**Goals:**
**1)** Duplicate the section of the accounting quiz that begins at the words "1. Larry started" and stops after "D.   $38,500.".
**2)** According to the accounting quiz, how much cash did Harley's Computer Services pay on its accounts payable balance during March?

The two methods of accounting for uncollectible receivables are the direct method and the __________ method.
 
a. interest
b. equity
c. cost
d. allowance
 

 
Debt Expense is debited
 
a. whenever a predetermined amount of credit sales has been made.
b. when a credit sale is past due.
c. when an account is determined to be worthless.
d. at the end of each accounting period.
 

 
Which of the following methods and bases of accounting for uncollectible
accounts receivable is inconsistent with the proper application of matching?
 
a. Aging of receivables allowance method
b. Direct write-off method
c. Percentage of receivables basis
d. None of these choices are correct.
 

 
The direct write-off method is used by all of the following businesses except
 
a. those that accept only MasterCard or VISA for sales other than cash.
b. those that sell certain kinds of merchandise, like restaurants or convenience stores.
c. those that have receivables as a large part of their current assets.
d. those that sell most of their goods or services for cash.
 

 
The direct write-off method records bad debt expense
 
a. only when an account is judged to be worthless.
b. at the point of sale.
c. at the end of each reporting period.
d. never.
 

 
Larry Bar opened a frame shop and completed these transactions:
 
 1. Larry started the shop by investing $40,000 cash and equipment valued at $18,000.
 2. Purchased $70 of office supplies on credit.
 3. Paid $1,200 cash for the receptionist's salary.
 4. Sold a custom frame service and collected a $1,500 cash on the sale.
 5. Completed framing services and billed the client $200.
 

 
 What was the balance of the cash account after these transactions were posted? 
 
A.   $300.
B.   $41,500.
C.   $40,300.
D.   $38,500.
E.   $38,700.
 
$40,000 (#1) - $1,200 (#3) + $1,500 (#4) = $40,300
 

 
At the beginning of January of the current year, Little Mikey's Catering ledger reflected a normal balance of $52,000 for accounts receivable. During January, the company collected $14,800 from customers on account and provided additional services to
customers on account totaling $12,500.
Additionally, during January one customer paid Mikey $5,000 for services to be
provided in the future. At the end of January, the balance in the accounts
receivable account should be:
 
A.   $54,700.
B.   $49,700.
C.   $2,300.
D.   $54,300.
E.   $49,300.
 
52,000 + 12,500 - 14,800 = 49,700
 

 
During the month of March, Harley's Computer Services made purchases on account totaling $43,500.
Also during the month of March, Harley was paid $8,000 by a customer for services to be provided in the future and paid
$36,900 of cash on
its accounts payable balance. If the balance in the accounts payable account at the beginning of
March was $77,300, what is the balance in accounts payable at the end of March?

 
A.   $83,900.
B.   $91,900.
C.   $6,600.
D.   $75,900.
E.   $4,900.
 
Beginning Accounts Payable Balance + Purchases on Account - Payments on Accounts = Ending Accounts Payable Balance
$77,300 + $43,500 - $36,900 = Ending Accounts Payable Balance
Ending Accounts Payable = $83,900
 

 
On January 1 of the current year, Jimmy's Sandwich Company, Inc. reported stockholders' equity totaling $122,500.

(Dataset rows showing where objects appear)
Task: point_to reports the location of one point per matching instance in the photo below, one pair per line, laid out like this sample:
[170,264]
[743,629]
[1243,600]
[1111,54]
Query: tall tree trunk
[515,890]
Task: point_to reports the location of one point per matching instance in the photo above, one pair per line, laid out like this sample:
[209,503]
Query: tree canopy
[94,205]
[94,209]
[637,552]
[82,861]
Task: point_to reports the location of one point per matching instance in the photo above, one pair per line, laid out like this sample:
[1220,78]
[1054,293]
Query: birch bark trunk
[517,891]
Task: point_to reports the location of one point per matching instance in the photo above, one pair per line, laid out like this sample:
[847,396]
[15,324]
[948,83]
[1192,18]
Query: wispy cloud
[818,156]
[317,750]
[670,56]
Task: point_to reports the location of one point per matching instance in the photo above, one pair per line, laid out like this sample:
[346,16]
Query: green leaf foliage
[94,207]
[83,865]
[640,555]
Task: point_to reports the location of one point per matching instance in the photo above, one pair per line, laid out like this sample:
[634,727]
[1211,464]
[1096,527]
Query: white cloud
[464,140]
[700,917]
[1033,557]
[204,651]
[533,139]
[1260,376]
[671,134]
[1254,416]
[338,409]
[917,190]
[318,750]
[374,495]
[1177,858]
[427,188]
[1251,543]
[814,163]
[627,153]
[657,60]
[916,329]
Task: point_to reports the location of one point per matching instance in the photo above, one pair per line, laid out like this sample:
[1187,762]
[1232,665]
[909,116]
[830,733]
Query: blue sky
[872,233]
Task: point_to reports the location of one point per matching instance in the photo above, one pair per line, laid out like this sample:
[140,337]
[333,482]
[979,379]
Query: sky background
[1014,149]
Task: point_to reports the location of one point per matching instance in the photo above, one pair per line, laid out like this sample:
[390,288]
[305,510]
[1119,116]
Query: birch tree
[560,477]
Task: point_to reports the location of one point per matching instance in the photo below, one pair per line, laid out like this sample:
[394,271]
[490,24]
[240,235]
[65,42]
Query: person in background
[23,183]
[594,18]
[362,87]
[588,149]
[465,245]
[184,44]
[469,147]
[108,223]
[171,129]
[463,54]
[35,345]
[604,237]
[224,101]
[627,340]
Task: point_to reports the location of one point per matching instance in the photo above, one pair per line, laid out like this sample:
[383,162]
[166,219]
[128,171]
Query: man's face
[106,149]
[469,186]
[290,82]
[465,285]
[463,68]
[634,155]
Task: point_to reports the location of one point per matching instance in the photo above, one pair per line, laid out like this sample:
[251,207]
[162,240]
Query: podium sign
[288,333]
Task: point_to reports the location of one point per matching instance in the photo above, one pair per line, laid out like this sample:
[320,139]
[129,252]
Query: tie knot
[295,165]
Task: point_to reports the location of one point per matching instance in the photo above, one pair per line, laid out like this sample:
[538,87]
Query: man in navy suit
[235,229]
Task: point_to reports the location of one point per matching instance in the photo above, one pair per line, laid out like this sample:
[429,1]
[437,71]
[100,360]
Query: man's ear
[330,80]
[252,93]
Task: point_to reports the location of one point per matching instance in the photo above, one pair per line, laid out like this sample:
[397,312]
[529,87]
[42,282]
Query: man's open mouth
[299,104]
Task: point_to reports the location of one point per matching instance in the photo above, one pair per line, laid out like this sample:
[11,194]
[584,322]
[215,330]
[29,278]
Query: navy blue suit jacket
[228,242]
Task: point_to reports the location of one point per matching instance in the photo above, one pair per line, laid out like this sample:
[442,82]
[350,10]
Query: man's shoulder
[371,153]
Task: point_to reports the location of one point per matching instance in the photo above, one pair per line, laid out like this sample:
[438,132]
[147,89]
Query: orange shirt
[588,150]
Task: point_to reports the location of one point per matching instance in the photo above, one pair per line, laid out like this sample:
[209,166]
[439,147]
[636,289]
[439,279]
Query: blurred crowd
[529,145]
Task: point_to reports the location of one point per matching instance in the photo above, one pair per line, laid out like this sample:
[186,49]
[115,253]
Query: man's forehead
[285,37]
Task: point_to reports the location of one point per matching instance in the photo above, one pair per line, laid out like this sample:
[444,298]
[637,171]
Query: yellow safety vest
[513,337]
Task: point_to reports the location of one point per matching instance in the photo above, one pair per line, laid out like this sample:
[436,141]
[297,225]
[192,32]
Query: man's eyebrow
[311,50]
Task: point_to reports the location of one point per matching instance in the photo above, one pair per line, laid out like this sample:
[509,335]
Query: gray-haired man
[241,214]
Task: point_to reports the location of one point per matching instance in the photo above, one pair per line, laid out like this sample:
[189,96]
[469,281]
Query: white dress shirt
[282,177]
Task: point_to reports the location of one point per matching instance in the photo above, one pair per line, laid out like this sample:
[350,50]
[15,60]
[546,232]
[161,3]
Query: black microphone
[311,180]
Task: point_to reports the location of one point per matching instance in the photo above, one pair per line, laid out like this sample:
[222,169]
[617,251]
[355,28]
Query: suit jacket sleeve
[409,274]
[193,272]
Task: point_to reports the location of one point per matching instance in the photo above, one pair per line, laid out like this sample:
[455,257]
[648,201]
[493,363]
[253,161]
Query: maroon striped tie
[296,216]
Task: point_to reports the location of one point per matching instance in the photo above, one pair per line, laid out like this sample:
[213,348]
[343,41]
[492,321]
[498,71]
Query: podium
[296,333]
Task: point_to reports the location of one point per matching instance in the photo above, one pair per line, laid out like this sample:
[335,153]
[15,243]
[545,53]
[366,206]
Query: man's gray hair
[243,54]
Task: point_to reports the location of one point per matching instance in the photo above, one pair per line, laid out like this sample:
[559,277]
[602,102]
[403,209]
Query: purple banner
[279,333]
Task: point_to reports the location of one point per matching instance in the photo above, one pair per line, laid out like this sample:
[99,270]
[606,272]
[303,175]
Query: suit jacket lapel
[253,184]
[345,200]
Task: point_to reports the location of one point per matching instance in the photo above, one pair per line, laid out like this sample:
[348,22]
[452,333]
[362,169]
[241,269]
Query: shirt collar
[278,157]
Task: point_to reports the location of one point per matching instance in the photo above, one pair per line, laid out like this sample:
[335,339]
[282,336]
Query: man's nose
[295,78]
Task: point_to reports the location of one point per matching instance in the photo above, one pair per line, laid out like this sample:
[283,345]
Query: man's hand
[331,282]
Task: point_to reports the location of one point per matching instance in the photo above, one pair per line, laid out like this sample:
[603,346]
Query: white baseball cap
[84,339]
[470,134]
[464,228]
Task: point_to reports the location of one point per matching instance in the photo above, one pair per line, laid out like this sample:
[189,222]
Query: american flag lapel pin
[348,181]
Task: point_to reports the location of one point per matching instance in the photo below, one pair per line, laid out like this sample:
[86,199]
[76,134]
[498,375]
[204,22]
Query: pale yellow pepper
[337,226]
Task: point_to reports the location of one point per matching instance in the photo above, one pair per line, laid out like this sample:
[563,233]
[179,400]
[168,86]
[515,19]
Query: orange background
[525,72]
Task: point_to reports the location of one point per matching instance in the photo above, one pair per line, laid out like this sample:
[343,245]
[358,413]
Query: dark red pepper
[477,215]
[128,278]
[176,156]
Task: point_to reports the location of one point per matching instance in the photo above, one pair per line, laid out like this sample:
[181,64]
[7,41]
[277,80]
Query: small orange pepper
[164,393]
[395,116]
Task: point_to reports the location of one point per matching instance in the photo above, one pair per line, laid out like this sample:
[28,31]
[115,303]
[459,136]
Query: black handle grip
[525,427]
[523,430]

**Responses to the tasks:**
**1)**
1. Larry started the shop by investing $40,000 cash and equipment valued at $18,000.
 2. Purchased $70 of office supplies on credit.
 3. Paid $1,200 cash for the receptionist's salary.
 4. Sold a custom frame service and collected a $1,500 cash on the sale.
 5. Completed framing services and billed the client $200.
 

 
 What was the balance of the cash account after these transactions were posted? 
 
A.   $300.
B.   $41,500.
C.   $40,300.
D.   $38,500.

**2)** $36,900